#### Required work
Write the records out again. Match them exactly.

#### Data shown
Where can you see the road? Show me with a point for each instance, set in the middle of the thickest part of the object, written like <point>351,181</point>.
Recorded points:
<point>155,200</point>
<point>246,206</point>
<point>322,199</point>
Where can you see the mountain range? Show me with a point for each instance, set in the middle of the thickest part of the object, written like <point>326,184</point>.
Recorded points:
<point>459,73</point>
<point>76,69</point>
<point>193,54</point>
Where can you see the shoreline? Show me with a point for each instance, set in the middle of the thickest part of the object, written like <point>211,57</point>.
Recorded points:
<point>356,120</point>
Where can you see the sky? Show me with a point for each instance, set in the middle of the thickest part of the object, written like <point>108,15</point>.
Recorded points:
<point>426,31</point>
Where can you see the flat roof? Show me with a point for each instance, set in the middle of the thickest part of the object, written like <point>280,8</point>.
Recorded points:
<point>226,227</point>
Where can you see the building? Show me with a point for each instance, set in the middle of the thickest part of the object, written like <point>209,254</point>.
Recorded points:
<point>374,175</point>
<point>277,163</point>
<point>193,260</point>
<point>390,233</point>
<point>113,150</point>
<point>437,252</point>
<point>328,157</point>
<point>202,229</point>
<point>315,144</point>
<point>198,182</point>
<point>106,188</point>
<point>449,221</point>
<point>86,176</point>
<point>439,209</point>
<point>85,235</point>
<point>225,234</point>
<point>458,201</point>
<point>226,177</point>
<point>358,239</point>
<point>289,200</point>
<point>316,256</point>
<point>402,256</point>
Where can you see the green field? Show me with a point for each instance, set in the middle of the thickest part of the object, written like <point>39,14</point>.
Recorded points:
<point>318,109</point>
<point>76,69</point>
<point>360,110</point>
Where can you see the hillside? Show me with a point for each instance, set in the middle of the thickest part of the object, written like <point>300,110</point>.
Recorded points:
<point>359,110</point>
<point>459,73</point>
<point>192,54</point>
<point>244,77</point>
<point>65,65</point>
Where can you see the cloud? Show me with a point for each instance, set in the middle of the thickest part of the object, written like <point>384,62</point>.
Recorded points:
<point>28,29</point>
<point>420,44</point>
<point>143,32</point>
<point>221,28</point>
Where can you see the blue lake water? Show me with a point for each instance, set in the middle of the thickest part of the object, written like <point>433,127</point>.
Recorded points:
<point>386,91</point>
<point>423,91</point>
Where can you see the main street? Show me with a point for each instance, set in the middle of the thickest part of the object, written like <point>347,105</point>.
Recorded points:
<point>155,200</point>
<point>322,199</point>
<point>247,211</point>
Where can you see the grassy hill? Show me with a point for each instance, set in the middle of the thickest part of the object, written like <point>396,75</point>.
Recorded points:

#### Response
Where can you see the road? Show me with a point for each instance, set in the middle of the thickest part of the object, written like <point>351,181</point>.
Recorded points:
<point>155,200</point>
<point>246,206</point>
<point>322,199</point>
Where can you see the mountain range? Show me with a point for each instance, set in the middle of the thickest part of the object, written like <point>326,184</point>.
Recorded points:
<point>459,73</point>
<point>76,69</point>
<point>193,54</point>
Where can you see the shoreline? Show me with a point for each instance, set in the middle of the thickest part of the object, written like <point>211,57</point>.
Recorded points:
<point>356,120</point>
Where can you see the sky? Show me with a point for each instance, set in the middle of the thickest part of the object, written like <point>108,15</point>.
Recorded points:
<point>426,31</point>
Where can you see the flat roof? Show me with a point for each instance, set in the middle of the thickest part of the object, written like <point>280,8</point>.
Recorded points:
<point>226,227</point>
Where can you see the building? Show me with a point for each instance, set in the middle of the thickest part of the object, written like <point>209,254</point>.
Recorded points:
<point>374,175</point>
<point>277,163</point>
<point>193,260</point>
<point>390,233</point>
<point>113,150</point>
<point>437,252</point>
<point>328,157</point>
<point>202,229</point>
<point>315,144</point>
<point>198,182</point>
<point>106,188</point>
<point>449,221</point>
<point>86,176</point>
<point>439,209</point>
<point>85,235</point>
<point>225,234</point>
<point>458,201</point>
<point>226,177</point>
<point>358,239</point>
<point>289,200</point>
<point>316,256</point>
<point>402,256</point>
Where can you see the green field? Show me with a point for each instance, set in the middle of the thickest part of the object, written like <point>39,14</point>.
Recorded points:
<point>318,109</point>
<point>76,69</point>
<point>360,110</point>
Where can you see the hillside? Show me with a point for each instance, set in the middle of the thickest part of the object, written like <point>300,110</point>.
Recorded points:
<point>359,110</point>
<point>459,73</point>
<point>192,54</point>
<point>244,77</point>
<point>65,65</point>
Where can you see the cloud? Show me with a point for each instance, set in the middle of the thickest part of the object, written like <point>384,62</point>.
Recorded points:
<point>28,29</point>
<point>420,44</point>
<point>143,32</point>
<point>221,28</point>
Where can you see the blue lake water? Show me with a point for each instance, set in the middle of the thickest part of the object, written like <point>433,127</point>.
Recorded points:
<point>386,91</point>
<point>423,91</point>
Where can you see the main street? Show me with a point for each instance, set in the middle of the thickest part of the object, written like <point>347,105</point>.
Recorded points:
<point>155,200</point>
<point>322,199</point>
<point>247,211</point>
Where can you see the grassy hill? Show me with a point for each instance, set in the middle of the thickest part of the object, written like <point>396,75</point>.
Recorded points:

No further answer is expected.